- [Work item]: Print, exactly as they appear, only the lines from the line that contains "the blurred brown" through the end of the listing.

- [Extracted entries]:
= = = = = = =
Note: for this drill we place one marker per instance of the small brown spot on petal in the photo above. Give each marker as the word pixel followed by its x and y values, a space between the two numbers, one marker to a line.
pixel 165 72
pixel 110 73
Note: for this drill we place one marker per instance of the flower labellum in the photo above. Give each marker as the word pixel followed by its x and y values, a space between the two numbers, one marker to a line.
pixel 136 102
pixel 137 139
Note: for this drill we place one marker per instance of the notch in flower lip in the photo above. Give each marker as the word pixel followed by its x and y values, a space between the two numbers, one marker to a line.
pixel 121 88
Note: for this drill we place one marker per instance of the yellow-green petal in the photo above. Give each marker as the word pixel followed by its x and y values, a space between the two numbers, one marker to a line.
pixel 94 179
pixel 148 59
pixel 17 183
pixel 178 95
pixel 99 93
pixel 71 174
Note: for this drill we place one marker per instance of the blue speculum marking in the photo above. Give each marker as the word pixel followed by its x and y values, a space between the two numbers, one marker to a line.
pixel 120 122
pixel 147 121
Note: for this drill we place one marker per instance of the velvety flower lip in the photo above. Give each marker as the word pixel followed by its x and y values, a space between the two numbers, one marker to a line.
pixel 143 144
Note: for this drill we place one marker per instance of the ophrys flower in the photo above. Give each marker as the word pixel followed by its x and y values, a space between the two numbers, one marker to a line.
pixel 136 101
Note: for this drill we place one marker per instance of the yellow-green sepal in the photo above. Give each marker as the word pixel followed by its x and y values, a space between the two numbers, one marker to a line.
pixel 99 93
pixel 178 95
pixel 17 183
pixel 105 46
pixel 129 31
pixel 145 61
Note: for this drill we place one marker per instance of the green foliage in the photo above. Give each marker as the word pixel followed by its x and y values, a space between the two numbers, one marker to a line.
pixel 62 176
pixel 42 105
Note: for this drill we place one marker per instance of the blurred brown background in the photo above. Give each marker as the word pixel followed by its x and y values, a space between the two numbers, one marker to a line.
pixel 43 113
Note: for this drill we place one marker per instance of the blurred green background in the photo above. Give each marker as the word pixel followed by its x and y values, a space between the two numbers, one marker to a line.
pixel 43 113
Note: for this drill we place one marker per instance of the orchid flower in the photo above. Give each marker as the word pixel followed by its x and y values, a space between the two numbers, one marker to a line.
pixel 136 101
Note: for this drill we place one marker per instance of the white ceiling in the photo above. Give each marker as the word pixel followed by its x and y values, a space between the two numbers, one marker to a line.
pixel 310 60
= = = = = = =
- [Reply]:
Note: for this drill we place one marker per instance of the blurred brown background in the photo above. Give each marker as the word pixel followed by its x and y values, a space between the two numbers, one marker to a line.
pixel 43 113
Note: for this drill we place one marker per instance of the blurred green background in the photo above. Give each marker as the word pixel followed by its x and y values, a space between the two numbers, one marker to a line.
pixel 43 113
Note: for this drill we place one marker per instance of the orchid flower in the photo above. Give each marker as the word pixel followed by its x and y values, a space between the two numbers, one marker to a line.
pixel 136 101
Note: for this drill we place one marker per instance of the white ceiling in the photo above. Give each marker as the word pixel followed by its x and y values, a space between the two numbers, one marker to a line.
pixel 310 60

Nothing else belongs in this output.